As a member of the new Maryland Alliance to Transform the Health Professions, the University of Maryland School of Public Health will contribute its expertise in prevention research and community outreach. The parties met today in Baltimore to sign a memorandum of understanding (MOU).

Spear-headed by the Sullivan Alliance and its chair, former U.S. Secretary of Health and Human Services Louis Sullivan, the new effort brings together the state's health professional schools, historically black universities and the state's Department of Health and Mental Hygiene. (See list of participating organizations below). http://www.jointcenter.org/hpi/pages/sullivan-alliance-0

The Maryland Alliance to Transform the Health Professions will focus on expanding the pipeline of "diverse, fully-prepared and qualified candidates for the health professions," as well as expand educational and training opportunities for them, the MOU says. "Creating a future health care workforce that is increasingly proficient in cross-racial and cross-cultural interactions," is intended to reduce Maryland's disparities in health status and care, it explains.

**DATA SUPPLIED**:
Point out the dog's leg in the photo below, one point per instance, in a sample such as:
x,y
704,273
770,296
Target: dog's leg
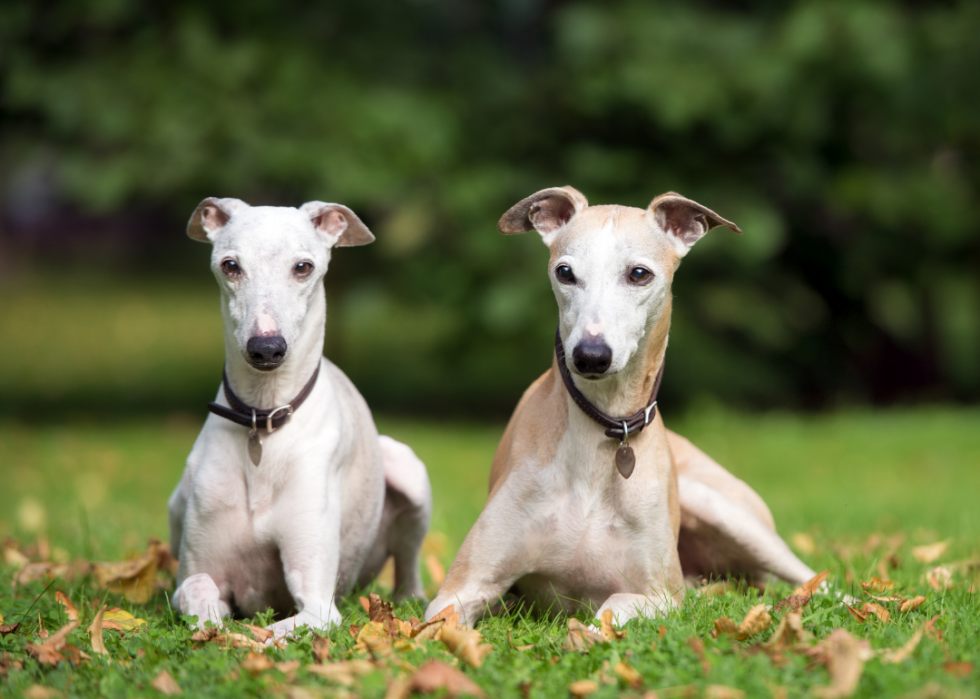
x,y
199,596
626,605
722,535
408,491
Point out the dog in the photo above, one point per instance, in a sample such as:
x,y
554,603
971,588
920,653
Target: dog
x,y
614,515
289,497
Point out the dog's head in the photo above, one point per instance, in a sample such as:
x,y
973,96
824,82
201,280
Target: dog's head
x,y
269,262
611,267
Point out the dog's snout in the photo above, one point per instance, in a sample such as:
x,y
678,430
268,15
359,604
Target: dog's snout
x,y
266,352
592,356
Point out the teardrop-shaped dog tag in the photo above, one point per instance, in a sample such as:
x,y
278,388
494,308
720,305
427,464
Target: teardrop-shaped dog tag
x,y
254,446
625,460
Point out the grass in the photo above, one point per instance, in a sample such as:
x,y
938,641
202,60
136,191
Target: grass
x,y
98,489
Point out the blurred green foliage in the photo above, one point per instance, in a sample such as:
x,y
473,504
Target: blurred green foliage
x,y
843,137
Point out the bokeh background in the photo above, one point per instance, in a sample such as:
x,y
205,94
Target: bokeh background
x,y
843,137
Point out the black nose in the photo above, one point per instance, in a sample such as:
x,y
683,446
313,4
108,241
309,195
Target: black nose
x,y
266,352
592,357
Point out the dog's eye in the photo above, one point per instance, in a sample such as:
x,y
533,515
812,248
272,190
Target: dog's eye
x,y
638,275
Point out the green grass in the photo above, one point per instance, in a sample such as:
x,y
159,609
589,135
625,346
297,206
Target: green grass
x,y
98,489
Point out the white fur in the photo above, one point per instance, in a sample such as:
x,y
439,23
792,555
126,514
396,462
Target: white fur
x,y
328,501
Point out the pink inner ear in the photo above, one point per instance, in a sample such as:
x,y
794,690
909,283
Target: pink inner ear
x,y
331,222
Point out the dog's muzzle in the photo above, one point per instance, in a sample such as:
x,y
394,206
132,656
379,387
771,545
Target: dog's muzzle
x,y
266,353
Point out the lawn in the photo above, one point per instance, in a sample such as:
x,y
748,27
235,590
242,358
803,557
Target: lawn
x,y
855,492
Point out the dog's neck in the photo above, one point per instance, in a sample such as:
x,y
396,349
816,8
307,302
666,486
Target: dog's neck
x,y
271,389
629,390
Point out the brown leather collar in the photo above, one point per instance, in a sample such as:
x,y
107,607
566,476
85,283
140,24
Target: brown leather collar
x,y
614,426
247,416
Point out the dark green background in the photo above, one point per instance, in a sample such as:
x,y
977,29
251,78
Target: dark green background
x,y
843,137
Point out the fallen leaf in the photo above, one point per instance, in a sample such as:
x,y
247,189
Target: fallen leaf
x,y
957,669
580,636
165,684
812,585
95,633
49,652
793,603
930,552
607,629
321,648
134,579
873,608
910,604
628,674
940,578
877,585
845,657
66,603
465,644
257,663
583,688
897,655
788,633
436,675
757,619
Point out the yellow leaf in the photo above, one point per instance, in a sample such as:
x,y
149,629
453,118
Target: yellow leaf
x,y
95,633
465,644
608,631
812,585
930,552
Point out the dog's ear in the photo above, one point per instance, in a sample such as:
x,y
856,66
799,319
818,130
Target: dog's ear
x,y
338,224
545,211
210,217
685,221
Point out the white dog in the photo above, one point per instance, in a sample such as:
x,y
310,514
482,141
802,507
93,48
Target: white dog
x,y
587,508
289,497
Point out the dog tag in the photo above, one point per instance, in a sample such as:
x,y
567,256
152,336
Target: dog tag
x,y
255,447
625,460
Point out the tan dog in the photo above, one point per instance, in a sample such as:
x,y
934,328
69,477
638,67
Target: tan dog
x,y
562,524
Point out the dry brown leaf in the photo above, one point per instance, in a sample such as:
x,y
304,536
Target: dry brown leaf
x,y
940,578
845,657
628,674
930,552
95,633
957,669
257,663
165,684
788,633
436,675
583,688
67,604
49,652
910,604
606,628
135,579
757,619
897,655
812,585
321,648
793,603
873,608
465,644
580,636
877,585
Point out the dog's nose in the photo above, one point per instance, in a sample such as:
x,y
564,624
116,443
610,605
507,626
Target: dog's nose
x,y
266,351
592,357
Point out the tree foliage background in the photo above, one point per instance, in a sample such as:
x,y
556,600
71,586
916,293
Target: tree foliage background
x,y
843,137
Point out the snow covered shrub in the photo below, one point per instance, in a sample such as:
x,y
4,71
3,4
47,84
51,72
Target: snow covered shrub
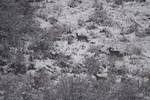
x,y
92,65
126,90
77,88
134,50
100,17
74,3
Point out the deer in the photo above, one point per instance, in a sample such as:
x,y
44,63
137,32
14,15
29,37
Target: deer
x,y
114,52
82,37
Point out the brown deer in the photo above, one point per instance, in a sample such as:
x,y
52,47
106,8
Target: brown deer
x,y
82,37
112,52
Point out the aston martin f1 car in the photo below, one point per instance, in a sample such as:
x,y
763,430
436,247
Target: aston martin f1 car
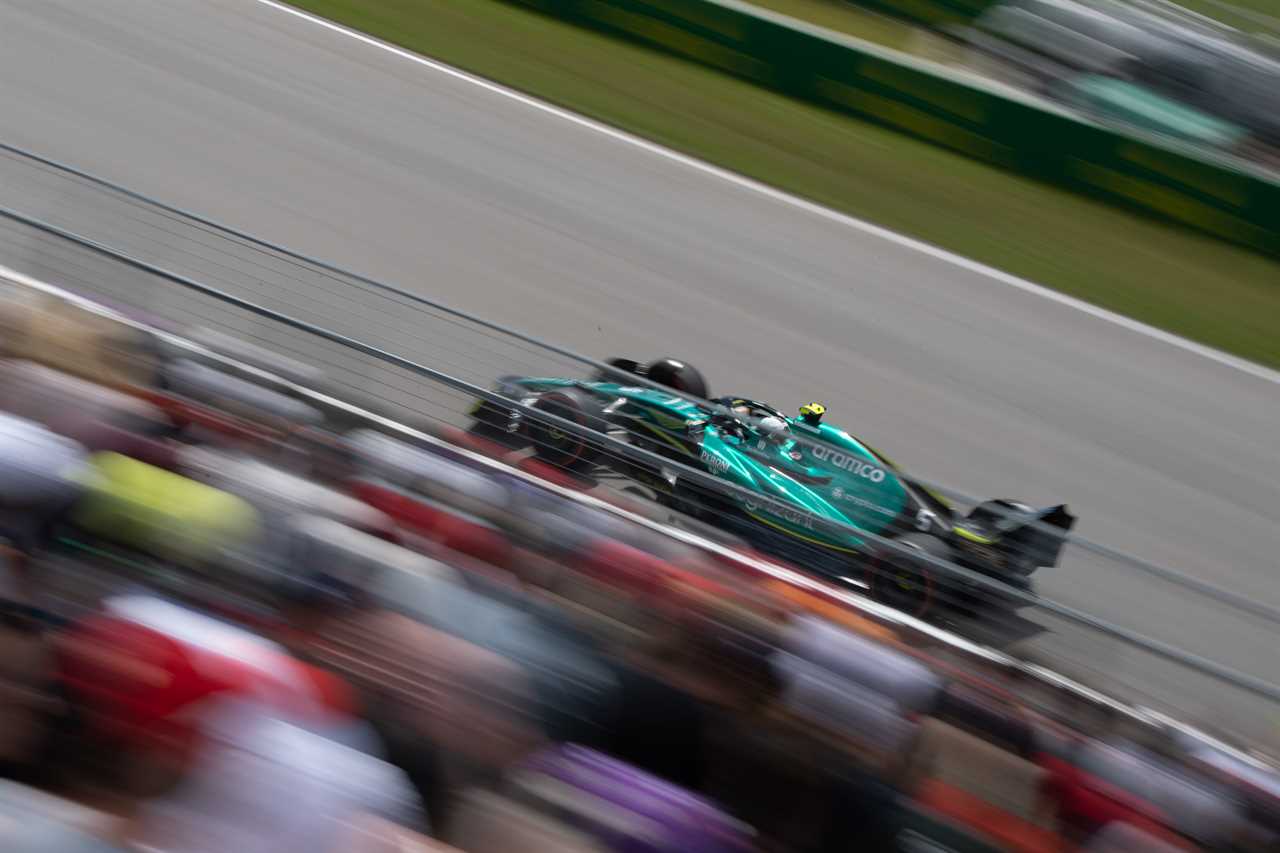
x,y
796,487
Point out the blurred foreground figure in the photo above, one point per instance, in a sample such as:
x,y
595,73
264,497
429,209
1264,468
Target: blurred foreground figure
x,y
206,738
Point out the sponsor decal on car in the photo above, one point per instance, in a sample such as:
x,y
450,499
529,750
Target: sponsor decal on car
x,y
848,463
856,500
792,516
714,463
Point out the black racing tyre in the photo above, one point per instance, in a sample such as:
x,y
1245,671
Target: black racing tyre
x,y
676,374
557,446
901,582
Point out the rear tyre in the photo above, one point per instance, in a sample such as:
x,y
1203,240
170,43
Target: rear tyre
x,y
679,375
557,446
901,580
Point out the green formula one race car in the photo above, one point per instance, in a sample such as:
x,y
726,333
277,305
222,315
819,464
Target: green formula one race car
x,y
807,491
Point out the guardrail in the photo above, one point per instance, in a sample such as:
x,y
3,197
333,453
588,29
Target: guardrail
x,y
1219,196
129,250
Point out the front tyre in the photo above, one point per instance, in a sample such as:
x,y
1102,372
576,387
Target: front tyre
x,y
553,443
901,579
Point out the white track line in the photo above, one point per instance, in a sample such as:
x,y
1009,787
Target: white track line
x,y
1243,365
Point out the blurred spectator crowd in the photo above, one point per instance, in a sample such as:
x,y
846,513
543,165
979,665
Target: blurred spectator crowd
x,y
233,623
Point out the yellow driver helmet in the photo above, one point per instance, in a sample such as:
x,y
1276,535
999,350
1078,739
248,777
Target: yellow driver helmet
x,y
812,413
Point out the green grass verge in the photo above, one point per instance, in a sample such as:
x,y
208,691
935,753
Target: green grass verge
x,y
1161,274
846,18
1247,16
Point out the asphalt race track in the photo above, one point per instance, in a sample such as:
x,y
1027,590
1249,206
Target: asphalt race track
x,y
334,147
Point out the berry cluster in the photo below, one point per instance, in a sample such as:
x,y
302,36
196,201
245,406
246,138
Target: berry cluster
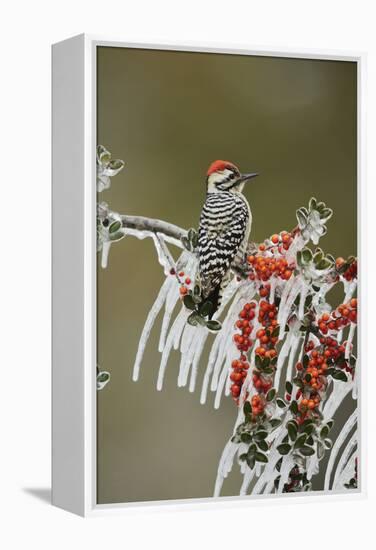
x,y
268,335
266,357
184,284
239,372
348,269
243,342
328,358
340,318
270,260
258,403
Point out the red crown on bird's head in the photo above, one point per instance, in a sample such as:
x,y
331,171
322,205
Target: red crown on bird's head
x,y
220,165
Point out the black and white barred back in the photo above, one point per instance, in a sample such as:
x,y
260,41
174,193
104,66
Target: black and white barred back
x,y
225,225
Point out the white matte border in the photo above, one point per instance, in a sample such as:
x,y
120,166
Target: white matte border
x,y
91,507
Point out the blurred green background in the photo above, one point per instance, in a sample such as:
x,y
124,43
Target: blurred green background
x,y
168,115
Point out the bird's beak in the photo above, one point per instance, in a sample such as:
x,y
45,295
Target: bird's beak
x,y
246,177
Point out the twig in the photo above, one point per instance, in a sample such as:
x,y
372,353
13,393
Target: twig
x,y
153,225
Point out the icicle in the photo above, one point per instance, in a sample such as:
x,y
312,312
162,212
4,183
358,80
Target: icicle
x,y
303,295
164,256
199,347
174,333
178,327
225,466
157,306
171,301
273,286
286,346
229,292
285,309
227,334
286,467
295,340
186,348
286,291
334,401
350,338
349,425
350,448
105,252
349,288
355,382
247,480
347,472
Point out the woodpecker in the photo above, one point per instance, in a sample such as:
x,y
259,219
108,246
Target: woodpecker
x,y
225,225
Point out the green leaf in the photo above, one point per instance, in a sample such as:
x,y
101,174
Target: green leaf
x,y
197,290
324,264
307,422
271,394
193,319
191,234
268,370
324,432
292,430
261,457
320,450
115,226
246,437
326,213
214,325
189,302
318,256
116,236
284,448
274,422
262,445
308,429
247,408
339,375
302,218
186,243
251,461
206,308
258,436
307,451
298,382
300,441
312,203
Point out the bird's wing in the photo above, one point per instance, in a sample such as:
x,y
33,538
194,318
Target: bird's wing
x,y
222,229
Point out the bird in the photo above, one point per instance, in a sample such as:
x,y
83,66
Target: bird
x,y
224,229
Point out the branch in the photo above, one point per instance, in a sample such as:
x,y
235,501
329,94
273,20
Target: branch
x,y
141,223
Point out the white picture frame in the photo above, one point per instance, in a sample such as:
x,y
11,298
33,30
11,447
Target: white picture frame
x,y
74,273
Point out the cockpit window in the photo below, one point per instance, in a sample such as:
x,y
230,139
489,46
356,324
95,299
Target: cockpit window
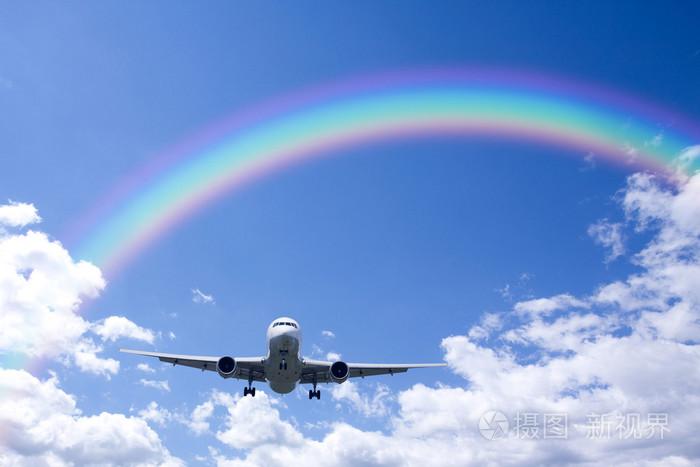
x,y
279,323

**EXERCISE INSTRUCTIONS**:
Answer these questions from the text on the Maryland health professions alliance:
(a) What expertise will the University of Maryland School of Public Health contribute?
(b) Who chairs the Sullivan Alliance?
(c) According to the MOU, what is a workforce proficient in cross-racial and cross-cultural interactions intended to reduce?

**RESULT FOR THIS EXERCISE**:
(a) Its expertise in prevention research and community outreach.
(b) Louis Sullivan, a former U.S. Secretary of Health and Human Services.
(c) Maryland's disparities in health status and care.